Just.......don't look it up-seriously just don't please for all that good in the world don't look it up it will make you vomit I swear the first few chapters are bad enough but by the end of it..........The HORROR X_X
Of course I had to look it up, how could I not after such a convincing advertising speech?

A few glances at the pictures in Google image search were enough.

What.
The.
Fuck?
Noah Coultrip said:
For me it is not necessarily the gore that makes a movie's violence react so much as how it is presented. To me one of the most demonstrative for me with violence is actually "Se7en". Again, only 7 bodies, but some of the presentations are disturbing in how I could actually picture a person doing those things to prove his point.

Sloth...that's all I have to say.

■ ■ ■ ■ ■ ■ ■

WHAT THE TASK REQUIRES
Write the next part of the forum thread about disturbing movies, picking up right after its last line. The rows that come next are separate material and have nothing to do with the forum thread.

RECORDS SHOWN

■ ■ ■ ■ ■ ■ ■

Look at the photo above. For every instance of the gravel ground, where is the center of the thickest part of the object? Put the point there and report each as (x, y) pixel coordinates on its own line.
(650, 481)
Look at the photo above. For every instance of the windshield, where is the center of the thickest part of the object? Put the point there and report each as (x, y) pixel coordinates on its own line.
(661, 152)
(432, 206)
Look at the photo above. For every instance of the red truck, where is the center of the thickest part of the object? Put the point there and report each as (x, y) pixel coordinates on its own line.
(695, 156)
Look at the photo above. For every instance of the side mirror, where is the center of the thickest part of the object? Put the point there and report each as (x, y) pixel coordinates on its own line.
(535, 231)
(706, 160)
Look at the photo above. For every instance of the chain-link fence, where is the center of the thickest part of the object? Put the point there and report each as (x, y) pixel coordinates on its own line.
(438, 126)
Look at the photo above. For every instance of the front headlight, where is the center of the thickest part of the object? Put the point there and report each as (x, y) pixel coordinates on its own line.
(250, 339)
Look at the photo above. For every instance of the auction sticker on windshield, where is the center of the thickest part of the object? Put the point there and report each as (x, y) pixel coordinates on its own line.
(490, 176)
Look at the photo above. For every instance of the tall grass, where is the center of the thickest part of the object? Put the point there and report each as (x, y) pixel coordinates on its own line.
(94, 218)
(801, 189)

■ ■ ■ ■ ■ ■ ■

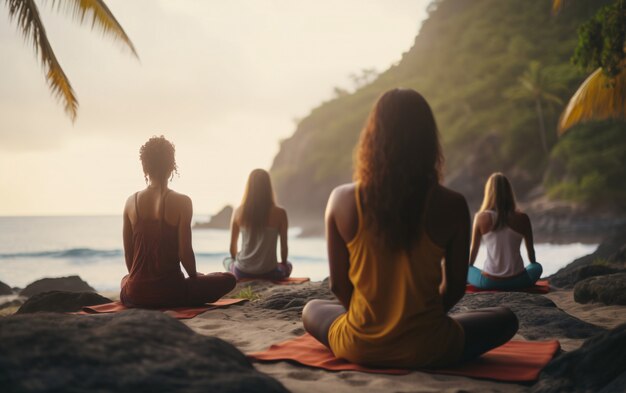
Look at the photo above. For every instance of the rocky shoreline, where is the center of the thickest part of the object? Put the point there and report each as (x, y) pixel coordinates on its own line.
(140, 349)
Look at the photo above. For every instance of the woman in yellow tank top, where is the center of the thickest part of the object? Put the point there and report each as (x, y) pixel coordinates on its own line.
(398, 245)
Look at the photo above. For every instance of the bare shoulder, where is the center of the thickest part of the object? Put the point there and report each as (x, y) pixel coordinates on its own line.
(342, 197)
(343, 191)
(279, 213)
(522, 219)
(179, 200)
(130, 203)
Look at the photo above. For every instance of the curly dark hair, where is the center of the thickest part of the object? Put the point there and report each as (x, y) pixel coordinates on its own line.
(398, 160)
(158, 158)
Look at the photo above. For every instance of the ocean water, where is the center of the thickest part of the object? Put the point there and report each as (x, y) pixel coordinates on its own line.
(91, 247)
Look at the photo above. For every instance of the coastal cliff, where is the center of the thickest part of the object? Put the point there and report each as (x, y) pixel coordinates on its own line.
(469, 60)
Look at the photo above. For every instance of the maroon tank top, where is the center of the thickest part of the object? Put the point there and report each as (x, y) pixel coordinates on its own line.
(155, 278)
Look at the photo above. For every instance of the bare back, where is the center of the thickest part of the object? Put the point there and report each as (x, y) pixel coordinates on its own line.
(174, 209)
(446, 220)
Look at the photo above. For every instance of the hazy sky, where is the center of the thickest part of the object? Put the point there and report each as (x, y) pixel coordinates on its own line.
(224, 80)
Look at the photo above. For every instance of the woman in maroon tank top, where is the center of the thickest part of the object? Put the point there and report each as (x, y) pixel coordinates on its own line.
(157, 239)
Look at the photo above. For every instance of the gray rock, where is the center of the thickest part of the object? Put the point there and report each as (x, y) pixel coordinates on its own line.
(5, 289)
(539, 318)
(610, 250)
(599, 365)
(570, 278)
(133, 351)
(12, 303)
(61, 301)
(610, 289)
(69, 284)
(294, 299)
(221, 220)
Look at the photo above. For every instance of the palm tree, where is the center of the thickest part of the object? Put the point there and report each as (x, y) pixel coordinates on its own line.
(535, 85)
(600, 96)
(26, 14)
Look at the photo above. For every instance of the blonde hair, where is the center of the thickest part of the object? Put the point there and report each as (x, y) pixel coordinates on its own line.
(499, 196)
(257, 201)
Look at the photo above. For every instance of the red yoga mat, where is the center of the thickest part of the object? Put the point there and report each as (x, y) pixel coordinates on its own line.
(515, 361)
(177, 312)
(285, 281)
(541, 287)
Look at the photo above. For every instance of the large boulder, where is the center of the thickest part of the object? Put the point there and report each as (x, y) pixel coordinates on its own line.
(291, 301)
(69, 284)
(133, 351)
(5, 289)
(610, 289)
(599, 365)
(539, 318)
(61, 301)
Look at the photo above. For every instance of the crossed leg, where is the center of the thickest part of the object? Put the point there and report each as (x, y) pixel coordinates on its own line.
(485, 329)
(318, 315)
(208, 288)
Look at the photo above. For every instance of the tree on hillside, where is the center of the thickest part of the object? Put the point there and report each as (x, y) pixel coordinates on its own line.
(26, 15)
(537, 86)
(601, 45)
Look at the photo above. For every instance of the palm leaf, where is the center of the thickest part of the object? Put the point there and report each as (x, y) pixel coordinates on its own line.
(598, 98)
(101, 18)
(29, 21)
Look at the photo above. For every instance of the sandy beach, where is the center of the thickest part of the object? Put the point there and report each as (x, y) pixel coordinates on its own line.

■ ■ ■ ■ ■ ■ ■

OUTPUT FOR THIS TASK
I don't think Se7en even qualifies in this category, since most of its acts of violence are merely implied. Disturbing? Yes. Uncomfortable? Undoubtedly. Depressing and grotesque? Absolutely. But violent, as in actual on-screen physical acts of harm inflicted on people? They probably account for less that 2 minutes of the movie's length.

And I just remembered another violent film, though like Braindead, it too is softened by its over the top comedic sensibilities: Crank 2. Less than 5 minutes into the film the main character has already killed like 5 people and shoved a shotgun up a bad guy's ass. Damn, I need to see that movie again!